▶ **Activity 1**
Answer these questions using the exhibition review below.
(a) What is the title of the Hito Steyerl installation on a different floor?
(b) According to Inke Arns, the threat to our freedom through abuse of new technologies should receive as much attention in art as what?
(c) In which language is Jens Kabisch's text about whistleblowers available?

▶ **Source extract**
All in all the display cases made me happy to see some of the events and works that have been so hugely influential to the development of the Internet (and thus to the development of our current culture and politics) represented in a physical cultural space. They show a side of Internet culture that is heavily underrepresented in the general discourse around new media technologies in both mainstream media and art. During a private tour of Whistleblowers & Vigilantes for visitors of the simultaneously running Hito Steyerl exhibition Inke Arns explained how for her this exhibition is long overdue as well. According to Arns the threat to our freedom through abuse of new technologies should receive as much attention in art as the anthropocene. HMKV sees it as its responsibility to do something about it.

Hito Steyerl's Factory of the Sun. On the screen the old NSA listening post in former West-Berlin. The video is presented in a faux holodeck.
Hito Steyerl’s Factory of the Sun. On the screen the old NSA listening post in former West-Berlin. The video is presented in a faux holodeck.

Whistleblowers & Vigilantes however does not make a straightforward statement. Its structure, both physically and content-wise, is too complex for that. This does not mean it is a bad exhibition. The bringing together of the ‘Lulz’, Anonymous, the Unabomber, net art, hacktivism, hackers and Manning, Snowden, Assange and even Breivik in one space definitely creates a lively exhibition, which cannot leave a visitor unaffected. This strange assembly then needs to be unraveled and this is where the curators take quite some risk. The addition of Hito Steyerl’s installation Factory of the Sun, an exhibition that runs simultaneously on a different floor, could help to bring the serious, crazy and light elements of the show together for that part of the audience that loses its way. In her smart playful manner Steyerl blends science fiction, humor and critique of the surveillance society in a faux holodeck cinema experience. The exhibition also includes a few live events that steer the whole into safe waters. Netzpolitik journalist Markus Beckedahl has given a presentation and so has Jens Kabisch. Kabisch wrote a text about whistleblowers that is available on the website, but this text is unfortunately only available in German. My advice to the non-German audience is to download the press kit in order to get more background information.

▶ **Information supplied**
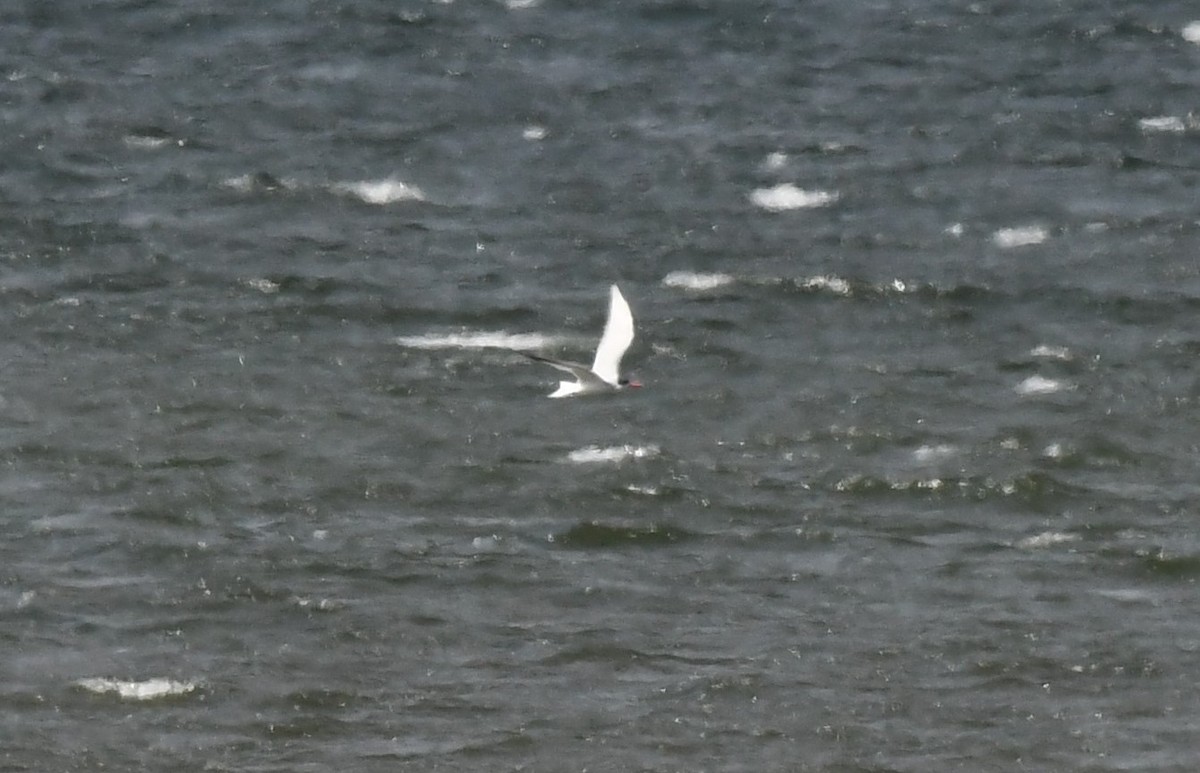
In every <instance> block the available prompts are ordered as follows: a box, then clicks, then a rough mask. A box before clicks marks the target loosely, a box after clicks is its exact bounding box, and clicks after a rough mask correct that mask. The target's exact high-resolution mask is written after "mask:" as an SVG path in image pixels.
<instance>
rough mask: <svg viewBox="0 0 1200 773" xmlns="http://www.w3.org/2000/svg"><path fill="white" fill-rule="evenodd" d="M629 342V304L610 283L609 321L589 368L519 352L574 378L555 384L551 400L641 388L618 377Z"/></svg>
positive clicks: (637, 382) (526, 352) (537, 354)
mask: <svg viewBox="0 0 1200 773" xmlns="http://www.w3.org/2000/svg"><path fill="white" fill-rule="evenodd" d="M632 342H634V314H632V312H631V311H629V304H626V302H625V298H624V296H623V295H622V294H620V290H619V289H618V288H617V286H616V284H613V286H612V288H611V290H610V300H608V322H606V323H605V326H604V335H601V336H600V346H598V347H596V359H595V361H593V362H592V367H588V366H587V365H583V364H582V362H569V361H566V360H556V359H551V358H548V356H541V355H540V354H530V353H529V352H522V354H524V355H526V356H528V358H529V359H533V360H538V361H539V362H545V364H546V365H550V366H552V367H557V368H558V370H560V371H566V372H568V373H570V374H571V376H574V377H575V380H574V382H558V389H557V390H554V391H553V393H551V395H550V396H551V397H569V396H570V395H589V394H594V393H601V391H614V390H617V389H624V388H625V386H634V388H637V386H641V385H642V384H641V383H640V382H636V380H630V379H628V378H622V376H620V358H622V356H624V355H625V349H628V348H629V344H630V343H632Z"/></svg>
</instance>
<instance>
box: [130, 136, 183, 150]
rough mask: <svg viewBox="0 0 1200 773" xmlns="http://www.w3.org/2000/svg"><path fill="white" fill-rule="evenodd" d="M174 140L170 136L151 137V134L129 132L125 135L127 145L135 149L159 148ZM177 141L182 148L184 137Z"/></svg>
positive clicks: (135, 149) (164, 146)
mask: <svg viewBox="0 0 1200 773" xmlns="http://www.w3.org/2000/svg"><path fill="white" fill-rule="evenodd" d="M172 142H173V140H172V139H170V137H151V136H149V134H127V136H126V137H125V145H126V146H127V148H133V149H134V150H158V149H160V148H166V146H167V145H169V144H170V143H172ZM175 142H176V144H178V145H179V146H180V148H182V146H184V140H182V139H180V140H175Z"/></svg>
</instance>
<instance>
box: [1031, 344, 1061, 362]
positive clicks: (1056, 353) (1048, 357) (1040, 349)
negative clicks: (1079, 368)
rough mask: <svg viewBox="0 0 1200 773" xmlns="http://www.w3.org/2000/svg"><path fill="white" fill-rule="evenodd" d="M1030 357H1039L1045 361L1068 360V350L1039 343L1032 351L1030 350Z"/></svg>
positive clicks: (1060, 347)
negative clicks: (1053, 360)
mask: <svg viewBox="0 0 1200 773" xmlns="http://www.w3.org/2000/svg"><path fill="white" fill-rule="evenodd" d="M1030 356H1039V358H1042V359H1046V360H1069V359H1070V349H1068V348H1067V347H1064V346H1051V344H1049V343H1039V344H1037V346H1036V347H1033V348H1032V349H1030Z"/></svg>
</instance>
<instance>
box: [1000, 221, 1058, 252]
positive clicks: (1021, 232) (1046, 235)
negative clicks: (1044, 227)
mask: <svg viewBox="0 0 1200 773" xmlns="http://www.w3.org/2000/svg"><path fill="white" fill-rule="evenodd" d="M1049 236H1050V232H1048V230H1046V229H1045V228H1043V227H1042V226H1021V227H1019V228H1001V229H1000V230H997V232H996V233H994V234H992V235H991V240H992V242H994V244H995V245H996V246H997V247H1003V248H1004V250H1010V248H1013V247H1026V246H1028V245H1034V244H1042V242H1043V241H1045V240H1046V239H1048V238H1049Z"/></svg>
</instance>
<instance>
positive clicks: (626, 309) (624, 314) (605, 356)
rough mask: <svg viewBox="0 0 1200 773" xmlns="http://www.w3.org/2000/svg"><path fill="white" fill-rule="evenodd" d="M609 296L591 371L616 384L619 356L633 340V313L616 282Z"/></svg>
mask: <svg viewBox="0 0 1200 773" xmlns="http://www.w3.org/2000/svg"><path fill="white" fill-rule="evenodd" d="M610 296H611V298H610V301H608V322H606V323H605V326H604V335H602V336H600V346H598V347H596V359H595V361H594V362H593V364H592V372H593V373H595V374H596V376H599V377H600V378H601V379H604V380H606V382H608V383H610V384H612V385H613V386H616V385H617V382H618V380H620V358H623V356H624V355H625V349H628V348H629V344H630V343H632V342H634V313H632V312H631V311H629V304H626V302H625V298H624V295H622V294H620V290H619V289H618V288H617V286H616V284H613V286H612V288H611V292H610Z"/></svg>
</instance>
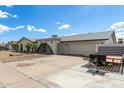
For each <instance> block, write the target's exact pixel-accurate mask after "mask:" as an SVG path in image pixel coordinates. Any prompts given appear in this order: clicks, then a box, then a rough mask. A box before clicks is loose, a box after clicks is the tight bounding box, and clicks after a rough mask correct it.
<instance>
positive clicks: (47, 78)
mask: <svg viewBox="0 0 124 93" xmlns="http://www.w3.org/2000/svg"><path fill="white" fill-rule="evenodd" d="M11 53H12V54H13V55H15V56H9V55H10V54H11ZM0 61H1V62H0V87H6V88H8V87H11V88H39V87H40V88H53V87H54V88H84V87H97V88H98V87H106V88H108V87H124V76H123V75H118V74H111V73H106V74H105V75H97V74H96V75H93V74H92V73H89V72H88V70H89V69H88V68H86V67H85V66H84V65H86V64H87V63H88V62H87V61H85V60H83V59H82V57H74V56H64V55H41V54H28V55H26V54H23V53H15V52H8V51H0Z"/></svg>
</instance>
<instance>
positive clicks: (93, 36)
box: [18, 31, 114, 42]
mask: <svg viewBox="0 0 124 93" xmlns="http://www.w3.org/2000/svg"><path fill="white" fill-rule="evenodd" d="M113 33H114V31H106V32H95V33H87V34H78V35H71V36H59V37H50V38H41V39H34V38H26V37H23V38H22V39H27V40H29V41H31V42H41V41H49V40H61V41H89V40H108V39H109V38H110V37H111V36H112V34H113ZM22 39H20V40H19V41H18V42H20V41H21V40H22Z"/></svg>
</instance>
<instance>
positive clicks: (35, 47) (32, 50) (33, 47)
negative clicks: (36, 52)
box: [31, 43, 38, 53]
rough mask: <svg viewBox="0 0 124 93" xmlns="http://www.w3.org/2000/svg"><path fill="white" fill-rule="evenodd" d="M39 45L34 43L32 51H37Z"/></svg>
mask: <svg viewBox="0 0 124 93" xmlns="http://www.w3.org/2000/svg"><path fill="white" fill-rule="evenodd" d="M37 47H38V44H37V43H32V45H31V49H32V52H33V53H34V52H36V50H37Z"/></svg>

▶ **Activity 2**
Please select every line of the listing above that contains "bounding" as a whole word. Case counts.

▶ **Exercise answer 1**
(a) Factory of the Sun
(b) The anthropocene
(c) German

▶ **Exercise answer 2**
In every <instance> block the available prompts are ordered as follows: a box, then clicks, then a rough mask. A box before clicks marks the target loosely, a box after clicks is its exact bounding box, and clicks after a rough mask correct that mask. The target's exact high-resolution mask is written after "mask:" as an SVG path in image pixels.
For each <instance> block, write the target's exact pixel-accurate mask after "mask:" as an SVG path in image pixel coordinates. Any prompts given appear in this order: clicks, then a box, then a rough mask. A box before clicks is loose, a box after clicks is the tight bounding box, and clicks after a rough mask correct it.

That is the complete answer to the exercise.